DESCRIPTION OF THE TASK —
Identify every line in the items below that contains the word "mountain", and copy each such line.

DATA SHOWN —

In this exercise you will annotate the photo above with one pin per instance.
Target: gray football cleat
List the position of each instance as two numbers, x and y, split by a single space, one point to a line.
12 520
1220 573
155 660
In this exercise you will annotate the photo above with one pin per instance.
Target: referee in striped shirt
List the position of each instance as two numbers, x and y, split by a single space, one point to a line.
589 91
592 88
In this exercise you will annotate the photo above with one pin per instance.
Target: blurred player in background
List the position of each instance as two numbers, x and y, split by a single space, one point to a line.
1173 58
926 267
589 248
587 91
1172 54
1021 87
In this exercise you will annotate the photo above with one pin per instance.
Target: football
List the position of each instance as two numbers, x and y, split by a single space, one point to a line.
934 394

--

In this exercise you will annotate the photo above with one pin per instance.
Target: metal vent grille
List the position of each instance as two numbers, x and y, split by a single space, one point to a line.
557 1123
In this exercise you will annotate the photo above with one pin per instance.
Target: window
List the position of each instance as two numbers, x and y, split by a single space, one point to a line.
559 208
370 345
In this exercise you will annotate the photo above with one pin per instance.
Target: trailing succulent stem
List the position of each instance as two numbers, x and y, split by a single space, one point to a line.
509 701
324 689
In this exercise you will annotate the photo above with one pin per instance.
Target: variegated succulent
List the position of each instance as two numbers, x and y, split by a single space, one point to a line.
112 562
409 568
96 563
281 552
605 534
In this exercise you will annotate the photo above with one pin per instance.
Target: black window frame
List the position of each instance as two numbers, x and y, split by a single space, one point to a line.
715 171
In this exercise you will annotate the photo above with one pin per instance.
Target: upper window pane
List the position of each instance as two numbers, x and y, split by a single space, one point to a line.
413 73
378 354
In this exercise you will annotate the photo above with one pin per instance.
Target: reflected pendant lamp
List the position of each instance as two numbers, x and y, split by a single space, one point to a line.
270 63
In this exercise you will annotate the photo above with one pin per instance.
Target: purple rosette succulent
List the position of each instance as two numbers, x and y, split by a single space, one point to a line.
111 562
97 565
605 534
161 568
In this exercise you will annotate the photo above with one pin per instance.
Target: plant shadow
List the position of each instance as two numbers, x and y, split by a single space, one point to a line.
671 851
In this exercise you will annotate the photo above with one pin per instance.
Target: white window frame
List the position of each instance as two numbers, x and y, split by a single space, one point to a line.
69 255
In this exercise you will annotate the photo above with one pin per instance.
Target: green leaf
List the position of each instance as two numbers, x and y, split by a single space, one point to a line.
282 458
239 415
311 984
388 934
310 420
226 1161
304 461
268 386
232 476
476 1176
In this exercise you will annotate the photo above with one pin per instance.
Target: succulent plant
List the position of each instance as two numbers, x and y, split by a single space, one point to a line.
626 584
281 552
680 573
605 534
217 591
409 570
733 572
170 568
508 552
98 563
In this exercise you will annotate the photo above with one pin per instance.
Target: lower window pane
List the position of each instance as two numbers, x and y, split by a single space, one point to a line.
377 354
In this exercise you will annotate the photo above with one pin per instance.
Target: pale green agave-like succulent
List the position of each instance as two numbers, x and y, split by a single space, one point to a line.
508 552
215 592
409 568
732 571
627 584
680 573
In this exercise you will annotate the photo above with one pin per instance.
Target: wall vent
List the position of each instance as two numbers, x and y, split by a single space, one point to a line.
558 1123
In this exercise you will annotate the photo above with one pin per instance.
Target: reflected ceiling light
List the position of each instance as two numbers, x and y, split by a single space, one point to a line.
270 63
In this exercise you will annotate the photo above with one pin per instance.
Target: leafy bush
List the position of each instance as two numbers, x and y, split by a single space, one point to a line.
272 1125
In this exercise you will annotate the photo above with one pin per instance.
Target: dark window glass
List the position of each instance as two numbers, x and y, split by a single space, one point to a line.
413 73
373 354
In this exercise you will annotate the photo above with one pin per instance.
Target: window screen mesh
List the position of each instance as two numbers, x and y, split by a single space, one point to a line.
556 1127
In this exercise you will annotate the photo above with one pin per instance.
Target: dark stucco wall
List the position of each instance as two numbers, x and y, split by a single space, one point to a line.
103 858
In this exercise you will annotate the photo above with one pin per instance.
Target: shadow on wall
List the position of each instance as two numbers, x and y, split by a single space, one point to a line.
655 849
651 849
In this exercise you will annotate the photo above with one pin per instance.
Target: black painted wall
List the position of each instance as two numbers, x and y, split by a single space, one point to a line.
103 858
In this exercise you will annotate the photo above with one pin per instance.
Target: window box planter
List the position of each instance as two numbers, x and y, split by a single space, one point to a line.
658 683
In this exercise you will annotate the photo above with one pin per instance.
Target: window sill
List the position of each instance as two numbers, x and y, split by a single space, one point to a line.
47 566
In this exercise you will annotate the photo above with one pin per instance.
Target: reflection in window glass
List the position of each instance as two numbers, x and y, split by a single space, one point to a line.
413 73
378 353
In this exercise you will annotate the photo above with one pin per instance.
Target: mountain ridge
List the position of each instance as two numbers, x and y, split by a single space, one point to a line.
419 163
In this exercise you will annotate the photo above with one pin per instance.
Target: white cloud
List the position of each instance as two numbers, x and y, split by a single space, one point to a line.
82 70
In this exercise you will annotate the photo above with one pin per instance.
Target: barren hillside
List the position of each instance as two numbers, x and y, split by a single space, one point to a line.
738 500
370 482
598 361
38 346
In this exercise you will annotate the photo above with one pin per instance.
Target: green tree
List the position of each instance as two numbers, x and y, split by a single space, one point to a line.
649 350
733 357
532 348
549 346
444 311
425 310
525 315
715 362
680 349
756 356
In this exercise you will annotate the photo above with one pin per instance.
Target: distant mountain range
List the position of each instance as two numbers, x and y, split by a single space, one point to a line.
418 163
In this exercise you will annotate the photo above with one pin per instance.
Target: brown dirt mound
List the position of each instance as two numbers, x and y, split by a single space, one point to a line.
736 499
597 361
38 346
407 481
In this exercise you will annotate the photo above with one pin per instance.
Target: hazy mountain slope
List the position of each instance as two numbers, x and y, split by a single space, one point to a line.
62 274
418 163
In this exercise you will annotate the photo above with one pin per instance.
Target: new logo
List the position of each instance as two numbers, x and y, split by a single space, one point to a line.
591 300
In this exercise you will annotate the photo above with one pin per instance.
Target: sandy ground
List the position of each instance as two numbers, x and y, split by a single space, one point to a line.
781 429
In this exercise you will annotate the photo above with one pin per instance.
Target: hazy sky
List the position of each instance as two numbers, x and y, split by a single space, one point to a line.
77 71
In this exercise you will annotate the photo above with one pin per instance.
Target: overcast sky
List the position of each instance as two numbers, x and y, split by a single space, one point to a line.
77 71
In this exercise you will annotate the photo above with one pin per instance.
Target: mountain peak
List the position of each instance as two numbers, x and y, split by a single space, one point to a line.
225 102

SOLUTION FOR THIS PROBLEM —
Target: mountain ridge
Target: distant mountain range
Target: hazy mountain slope
Target: mountain peak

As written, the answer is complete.